>> begin Available records

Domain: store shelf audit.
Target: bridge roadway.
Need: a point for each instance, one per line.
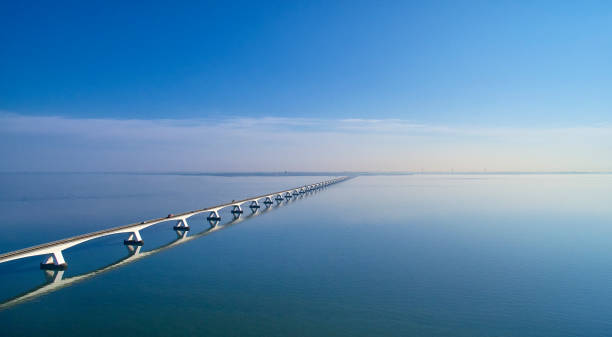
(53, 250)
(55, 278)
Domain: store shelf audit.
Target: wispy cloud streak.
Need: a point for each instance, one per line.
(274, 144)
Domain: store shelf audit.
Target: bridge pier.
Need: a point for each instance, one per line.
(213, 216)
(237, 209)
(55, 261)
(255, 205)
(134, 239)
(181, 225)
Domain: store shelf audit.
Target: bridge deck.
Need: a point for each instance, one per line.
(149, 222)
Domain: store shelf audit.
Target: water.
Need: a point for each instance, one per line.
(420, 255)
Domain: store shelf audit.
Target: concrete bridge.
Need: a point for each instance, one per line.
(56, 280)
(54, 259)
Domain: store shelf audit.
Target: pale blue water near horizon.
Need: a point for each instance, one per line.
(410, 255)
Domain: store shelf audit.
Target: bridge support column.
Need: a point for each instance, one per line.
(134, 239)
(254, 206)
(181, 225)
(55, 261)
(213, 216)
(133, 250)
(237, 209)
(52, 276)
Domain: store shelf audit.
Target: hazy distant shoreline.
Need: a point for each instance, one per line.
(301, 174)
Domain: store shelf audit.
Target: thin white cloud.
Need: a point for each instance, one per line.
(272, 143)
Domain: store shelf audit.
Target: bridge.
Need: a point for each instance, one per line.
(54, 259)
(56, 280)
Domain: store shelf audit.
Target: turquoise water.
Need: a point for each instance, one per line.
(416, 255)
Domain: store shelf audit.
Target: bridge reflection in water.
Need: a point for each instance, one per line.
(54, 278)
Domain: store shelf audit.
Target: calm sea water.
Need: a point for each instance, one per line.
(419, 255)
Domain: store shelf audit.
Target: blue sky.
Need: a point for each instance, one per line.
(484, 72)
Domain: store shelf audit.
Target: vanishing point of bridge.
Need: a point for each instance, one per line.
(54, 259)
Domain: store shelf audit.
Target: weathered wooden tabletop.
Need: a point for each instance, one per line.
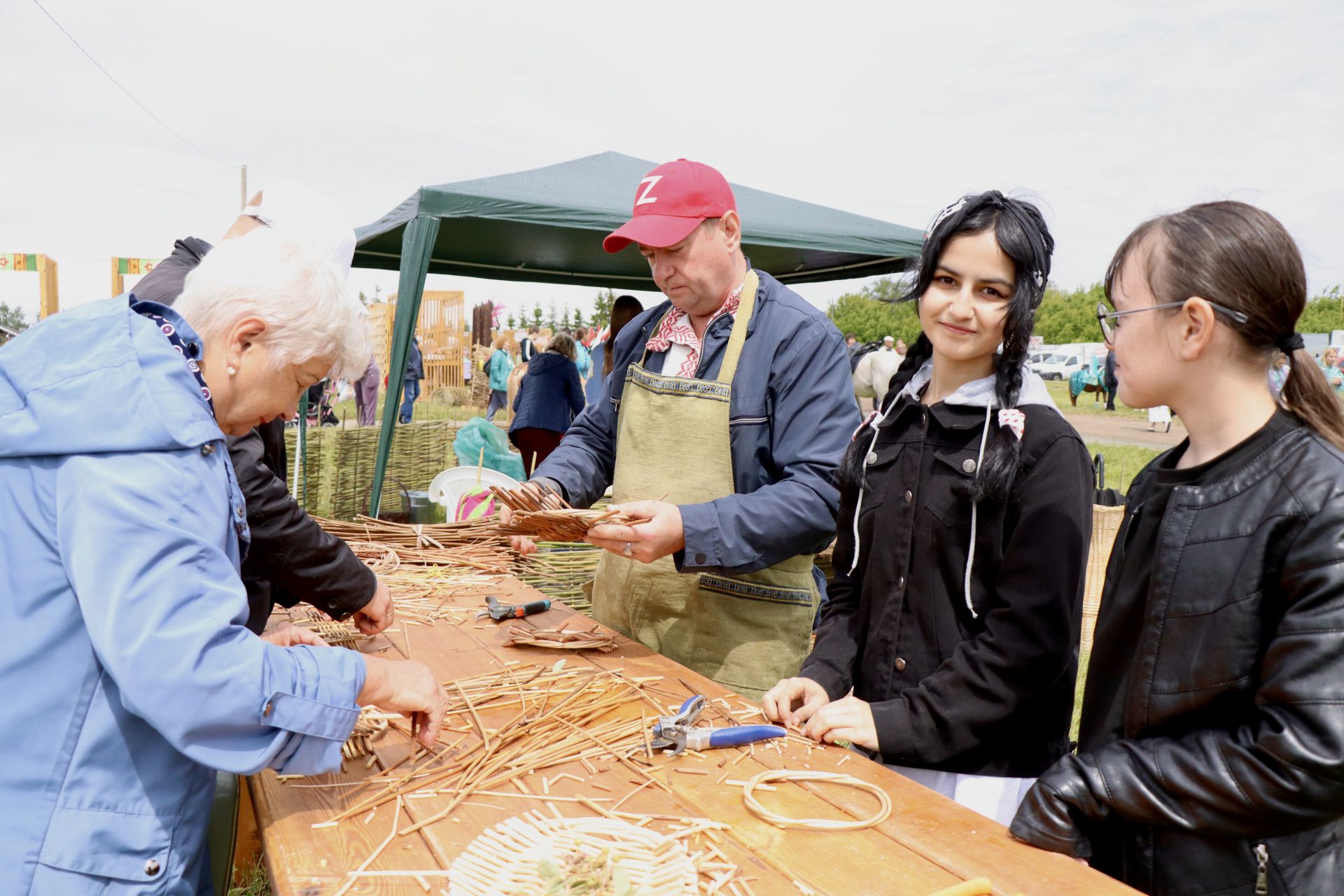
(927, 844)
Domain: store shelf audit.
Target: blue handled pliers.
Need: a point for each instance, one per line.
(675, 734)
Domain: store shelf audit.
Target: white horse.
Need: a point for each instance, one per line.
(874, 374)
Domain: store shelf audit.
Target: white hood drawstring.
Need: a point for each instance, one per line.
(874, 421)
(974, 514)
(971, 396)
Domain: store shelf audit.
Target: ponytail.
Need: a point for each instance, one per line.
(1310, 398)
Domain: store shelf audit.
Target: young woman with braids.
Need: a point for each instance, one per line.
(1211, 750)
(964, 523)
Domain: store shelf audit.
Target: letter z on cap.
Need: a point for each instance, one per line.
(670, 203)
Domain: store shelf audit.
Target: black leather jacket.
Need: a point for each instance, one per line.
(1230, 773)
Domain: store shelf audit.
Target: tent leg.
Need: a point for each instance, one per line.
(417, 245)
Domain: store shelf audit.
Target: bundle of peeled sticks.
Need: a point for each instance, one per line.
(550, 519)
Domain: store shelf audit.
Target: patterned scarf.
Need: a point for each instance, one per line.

>> end Available records

● **Stated exercise**: Which lines in the listing above contain the string "water"? List every such line in full, treating uppercase and lowercase as different.

● **Expected output**:
Target: water.
Target: pale blue water near horizon.
Target: turquoise water.
Target: bridge reflection in water.
Target: calm sea water.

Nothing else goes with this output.